| What to produce |
Please render the records from their start through the line containing "[[155, 16]]" as a JSON list of strings, one string per line, leaving out blank lines.

| Input rows |
════════
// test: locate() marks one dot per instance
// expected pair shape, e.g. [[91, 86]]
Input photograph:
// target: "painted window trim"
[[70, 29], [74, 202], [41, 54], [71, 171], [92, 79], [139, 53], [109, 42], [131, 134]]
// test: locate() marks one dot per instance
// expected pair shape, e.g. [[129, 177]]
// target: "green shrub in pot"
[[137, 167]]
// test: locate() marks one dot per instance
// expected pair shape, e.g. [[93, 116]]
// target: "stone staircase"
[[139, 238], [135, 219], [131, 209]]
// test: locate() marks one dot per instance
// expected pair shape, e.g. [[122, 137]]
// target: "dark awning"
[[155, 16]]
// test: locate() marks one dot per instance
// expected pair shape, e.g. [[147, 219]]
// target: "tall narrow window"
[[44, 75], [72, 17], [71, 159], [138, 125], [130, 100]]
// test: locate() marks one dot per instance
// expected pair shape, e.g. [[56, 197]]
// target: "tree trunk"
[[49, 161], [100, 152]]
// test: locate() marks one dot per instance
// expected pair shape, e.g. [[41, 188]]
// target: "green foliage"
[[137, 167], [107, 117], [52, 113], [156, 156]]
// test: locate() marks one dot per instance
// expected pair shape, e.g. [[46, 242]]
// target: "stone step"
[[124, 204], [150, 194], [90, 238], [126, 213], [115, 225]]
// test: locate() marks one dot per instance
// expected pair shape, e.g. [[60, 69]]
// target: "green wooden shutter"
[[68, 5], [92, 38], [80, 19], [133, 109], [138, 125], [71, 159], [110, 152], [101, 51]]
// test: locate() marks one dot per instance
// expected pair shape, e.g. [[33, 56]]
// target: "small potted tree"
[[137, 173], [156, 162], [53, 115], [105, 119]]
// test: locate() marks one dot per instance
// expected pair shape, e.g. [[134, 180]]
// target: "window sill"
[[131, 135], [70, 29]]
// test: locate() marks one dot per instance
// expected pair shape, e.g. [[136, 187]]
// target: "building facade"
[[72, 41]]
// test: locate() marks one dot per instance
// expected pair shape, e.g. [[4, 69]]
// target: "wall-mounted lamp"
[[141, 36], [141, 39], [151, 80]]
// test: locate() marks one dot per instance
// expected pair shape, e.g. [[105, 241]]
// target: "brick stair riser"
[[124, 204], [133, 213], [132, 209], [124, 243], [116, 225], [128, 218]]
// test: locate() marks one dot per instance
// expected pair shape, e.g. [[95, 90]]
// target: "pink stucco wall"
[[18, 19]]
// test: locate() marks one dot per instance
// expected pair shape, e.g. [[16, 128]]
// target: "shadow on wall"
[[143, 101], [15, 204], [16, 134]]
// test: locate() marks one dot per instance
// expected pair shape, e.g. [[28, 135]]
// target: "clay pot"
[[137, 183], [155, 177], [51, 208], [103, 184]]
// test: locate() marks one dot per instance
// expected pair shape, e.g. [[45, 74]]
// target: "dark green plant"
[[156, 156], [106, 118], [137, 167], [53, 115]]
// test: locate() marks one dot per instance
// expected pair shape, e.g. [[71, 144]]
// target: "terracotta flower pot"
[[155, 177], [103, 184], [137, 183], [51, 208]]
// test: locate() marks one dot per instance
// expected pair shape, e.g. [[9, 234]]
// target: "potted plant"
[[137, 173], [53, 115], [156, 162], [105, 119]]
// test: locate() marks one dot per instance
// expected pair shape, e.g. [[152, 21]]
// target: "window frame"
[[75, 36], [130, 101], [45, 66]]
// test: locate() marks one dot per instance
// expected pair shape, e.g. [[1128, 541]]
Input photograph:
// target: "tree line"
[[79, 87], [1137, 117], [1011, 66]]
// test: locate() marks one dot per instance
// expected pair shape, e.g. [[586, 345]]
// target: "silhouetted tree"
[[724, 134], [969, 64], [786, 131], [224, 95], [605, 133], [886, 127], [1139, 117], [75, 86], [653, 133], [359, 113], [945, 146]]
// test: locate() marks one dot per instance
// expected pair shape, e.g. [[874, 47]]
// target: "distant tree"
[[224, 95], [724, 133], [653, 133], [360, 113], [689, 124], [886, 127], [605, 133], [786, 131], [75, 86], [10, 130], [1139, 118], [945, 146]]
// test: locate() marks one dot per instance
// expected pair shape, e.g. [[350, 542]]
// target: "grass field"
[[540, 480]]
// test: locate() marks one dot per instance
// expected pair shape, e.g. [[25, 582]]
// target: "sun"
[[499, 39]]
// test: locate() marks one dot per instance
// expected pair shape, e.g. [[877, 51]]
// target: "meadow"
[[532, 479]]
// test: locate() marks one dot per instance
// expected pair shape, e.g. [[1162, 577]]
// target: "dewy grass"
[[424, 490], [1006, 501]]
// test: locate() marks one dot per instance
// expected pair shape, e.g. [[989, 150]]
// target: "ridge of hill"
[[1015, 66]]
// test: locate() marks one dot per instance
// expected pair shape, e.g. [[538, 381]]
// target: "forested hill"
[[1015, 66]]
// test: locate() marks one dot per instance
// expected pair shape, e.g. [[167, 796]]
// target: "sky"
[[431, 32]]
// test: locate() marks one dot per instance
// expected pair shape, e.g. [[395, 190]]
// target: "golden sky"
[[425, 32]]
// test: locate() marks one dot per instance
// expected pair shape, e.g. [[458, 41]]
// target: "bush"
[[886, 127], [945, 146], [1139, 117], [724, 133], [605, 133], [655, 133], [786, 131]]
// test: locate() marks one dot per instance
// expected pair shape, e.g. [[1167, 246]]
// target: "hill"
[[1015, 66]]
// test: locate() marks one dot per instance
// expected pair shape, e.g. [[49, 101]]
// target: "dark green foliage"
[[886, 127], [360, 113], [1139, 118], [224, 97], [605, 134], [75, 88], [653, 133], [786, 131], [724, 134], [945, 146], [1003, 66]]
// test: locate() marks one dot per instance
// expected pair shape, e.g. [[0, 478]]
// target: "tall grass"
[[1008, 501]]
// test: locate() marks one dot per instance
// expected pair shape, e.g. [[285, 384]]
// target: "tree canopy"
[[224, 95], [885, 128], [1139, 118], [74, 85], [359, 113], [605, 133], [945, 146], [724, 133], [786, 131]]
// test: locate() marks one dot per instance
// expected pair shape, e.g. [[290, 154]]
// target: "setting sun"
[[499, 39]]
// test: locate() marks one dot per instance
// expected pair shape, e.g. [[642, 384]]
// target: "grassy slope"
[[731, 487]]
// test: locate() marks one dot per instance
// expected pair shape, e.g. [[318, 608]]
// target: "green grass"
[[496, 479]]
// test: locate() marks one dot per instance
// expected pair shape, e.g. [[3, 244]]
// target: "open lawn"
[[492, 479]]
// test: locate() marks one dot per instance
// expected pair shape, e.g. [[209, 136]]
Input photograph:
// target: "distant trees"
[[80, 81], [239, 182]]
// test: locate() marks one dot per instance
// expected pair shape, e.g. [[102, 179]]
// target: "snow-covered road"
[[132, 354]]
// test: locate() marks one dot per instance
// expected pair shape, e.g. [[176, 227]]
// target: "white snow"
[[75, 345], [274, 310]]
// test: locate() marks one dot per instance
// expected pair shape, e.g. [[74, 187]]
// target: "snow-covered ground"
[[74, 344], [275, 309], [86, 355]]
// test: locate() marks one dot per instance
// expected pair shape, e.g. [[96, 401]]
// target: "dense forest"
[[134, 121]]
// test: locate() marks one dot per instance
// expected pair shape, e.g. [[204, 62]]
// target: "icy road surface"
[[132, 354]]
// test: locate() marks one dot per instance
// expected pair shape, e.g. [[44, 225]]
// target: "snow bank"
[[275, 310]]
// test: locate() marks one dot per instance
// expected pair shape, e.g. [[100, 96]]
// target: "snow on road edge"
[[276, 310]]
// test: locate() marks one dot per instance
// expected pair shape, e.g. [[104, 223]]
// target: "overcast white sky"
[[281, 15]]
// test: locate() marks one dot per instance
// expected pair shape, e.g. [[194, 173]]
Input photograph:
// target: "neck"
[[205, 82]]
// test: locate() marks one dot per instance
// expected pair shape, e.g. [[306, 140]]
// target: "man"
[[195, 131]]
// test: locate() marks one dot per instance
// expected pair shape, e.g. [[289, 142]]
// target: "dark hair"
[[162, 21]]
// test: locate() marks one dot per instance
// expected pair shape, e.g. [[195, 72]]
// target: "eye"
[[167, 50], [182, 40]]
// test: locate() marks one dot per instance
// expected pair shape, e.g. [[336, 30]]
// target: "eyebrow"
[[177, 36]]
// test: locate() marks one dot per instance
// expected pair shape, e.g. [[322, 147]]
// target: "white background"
════════
| Full answer |
[
  "// test: locate() marks one dot per instance",
  "// expected pair shape, e.g. [[91, 86]]",
  "Input photograph:",
  "// target: \"painted window trim\"",
  "[[70, 29], [74, 202], [41, 54], [71, 171], [92, 79], [139, 53], [109, 42], [131, 134]]",
  "// test: locate() marks one dot per instance",
  "// expected pair shape, e.g. [[129, 177]]",
  "// target: \"green shrub in pot\"",
  "[[137, 167]]",
  "// test: locate() marks one dot per instance",
  "// expected pair shape, e.g. [[93, 116]]",
  "// target: \"stone staircase\"",
  "[[139, 238], [135, 219], [131, 209]]",
  "// test: locate() marks one dot per instance",
  "// expected pair shape, e.g. [[122, 137]]",
  "// target: \"dark awning\"",
  "[[155, 16]]"
]